Coordinate labeling records:
* * * * * * * * *

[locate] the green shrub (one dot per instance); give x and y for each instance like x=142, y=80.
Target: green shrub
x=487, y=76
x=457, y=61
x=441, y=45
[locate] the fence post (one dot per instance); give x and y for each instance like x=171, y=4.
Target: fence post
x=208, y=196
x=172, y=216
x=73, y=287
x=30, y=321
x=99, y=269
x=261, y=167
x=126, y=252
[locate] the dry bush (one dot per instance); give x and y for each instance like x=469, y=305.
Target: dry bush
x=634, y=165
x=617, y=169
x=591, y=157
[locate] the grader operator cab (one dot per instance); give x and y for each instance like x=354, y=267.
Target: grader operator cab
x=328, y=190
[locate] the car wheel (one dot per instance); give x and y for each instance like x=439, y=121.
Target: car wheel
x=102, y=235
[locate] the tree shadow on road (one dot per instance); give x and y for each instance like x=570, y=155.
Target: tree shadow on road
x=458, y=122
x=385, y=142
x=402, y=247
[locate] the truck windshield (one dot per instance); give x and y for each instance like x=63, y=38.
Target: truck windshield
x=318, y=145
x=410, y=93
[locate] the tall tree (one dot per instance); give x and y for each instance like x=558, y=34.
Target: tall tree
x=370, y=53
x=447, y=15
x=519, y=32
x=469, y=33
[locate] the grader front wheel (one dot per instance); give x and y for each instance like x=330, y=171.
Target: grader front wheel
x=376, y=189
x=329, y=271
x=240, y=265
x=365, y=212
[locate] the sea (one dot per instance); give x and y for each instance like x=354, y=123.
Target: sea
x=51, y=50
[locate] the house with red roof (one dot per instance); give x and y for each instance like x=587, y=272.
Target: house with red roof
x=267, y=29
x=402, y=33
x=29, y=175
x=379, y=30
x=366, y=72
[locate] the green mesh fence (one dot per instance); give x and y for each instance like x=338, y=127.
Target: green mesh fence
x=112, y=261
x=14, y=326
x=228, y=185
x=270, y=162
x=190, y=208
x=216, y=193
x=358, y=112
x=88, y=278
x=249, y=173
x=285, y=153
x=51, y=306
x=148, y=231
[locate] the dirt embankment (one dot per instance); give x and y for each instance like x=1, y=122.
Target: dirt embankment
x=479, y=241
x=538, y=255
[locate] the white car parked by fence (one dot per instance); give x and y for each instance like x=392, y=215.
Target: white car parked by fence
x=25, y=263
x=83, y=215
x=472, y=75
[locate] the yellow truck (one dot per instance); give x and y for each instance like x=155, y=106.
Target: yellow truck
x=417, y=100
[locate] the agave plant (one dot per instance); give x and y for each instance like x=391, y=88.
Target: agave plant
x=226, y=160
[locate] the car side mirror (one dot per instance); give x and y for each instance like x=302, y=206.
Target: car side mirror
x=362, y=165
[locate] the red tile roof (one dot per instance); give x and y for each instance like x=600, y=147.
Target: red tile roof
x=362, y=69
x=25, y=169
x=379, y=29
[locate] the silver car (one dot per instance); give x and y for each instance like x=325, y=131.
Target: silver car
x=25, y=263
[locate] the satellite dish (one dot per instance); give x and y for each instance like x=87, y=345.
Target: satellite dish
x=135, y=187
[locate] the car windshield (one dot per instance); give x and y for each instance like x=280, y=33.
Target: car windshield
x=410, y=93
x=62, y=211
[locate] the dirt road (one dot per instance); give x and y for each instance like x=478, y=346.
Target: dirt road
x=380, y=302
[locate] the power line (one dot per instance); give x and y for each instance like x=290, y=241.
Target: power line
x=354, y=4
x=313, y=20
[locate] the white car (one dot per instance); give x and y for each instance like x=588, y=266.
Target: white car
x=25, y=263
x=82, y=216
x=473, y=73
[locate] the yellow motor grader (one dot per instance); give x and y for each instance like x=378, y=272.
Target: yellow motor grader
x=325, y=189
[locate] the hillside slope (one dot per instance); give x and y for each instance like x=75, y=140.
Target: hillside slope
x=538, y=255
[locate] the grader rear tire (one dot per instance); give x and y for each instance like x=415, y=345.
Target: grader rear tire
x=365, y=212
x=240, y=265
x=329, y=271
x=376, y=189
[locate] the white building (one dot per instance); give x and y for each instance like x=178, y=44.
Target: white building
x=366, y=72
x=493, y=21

* * * * * * * * *

Copy the records from the line with "[locate] the sea" through the line with "x=226, y=160", requests included, and shift every answer coordinate by -20. Leave the sample coordinates inside the requests as they are.

# Result for this task
[locate] the sea (one dot per instance); give x and y for each instance like x=354, y=123.
Target: sea
x=31, y=30
[locate] the house with red roof (one dot per instance); give x and y for each instance like x=587, y=272.
Target: house with red roof
x=247, y=9
x=382, y=13
x=9, y=155
x=359, y=10
x=346, y=52
[locate] the green mesh fence (one dot per instance); give x and y for each instance like x=338, y=127.
Target: green mesh fence
x=92, y=241
x=-6, y=306
x=208, y=165
x=250, y=142
x=170, y=188
x=196, y=173
x=338, y=92
x=68, y=258
x=229, y=153
x=265, y=133
x=31, y=286
x=128, y=211
[locate] the dirt embankment (one dot per instance); give x and y for each instance like x=1, y=122.
Target: dirt embankment
x=459, y=221
x=518, y=235
[locate] the white car parked by fence (one dot per instance); give x and y for each instance like x=392, y=215.
Target: white car parked by fence
x=5, y=243
x=63, y=195
x=452, y=55
[locate] the yellow truck (one dot per instance); give x and y for each instance like x=155, y=106.
Target: yellow truck
x=397, y=80
[locate] the agave plant (one dot per instance); give x and y for each instance like x=391, y=88.
Target: agave plant
x=206, y=140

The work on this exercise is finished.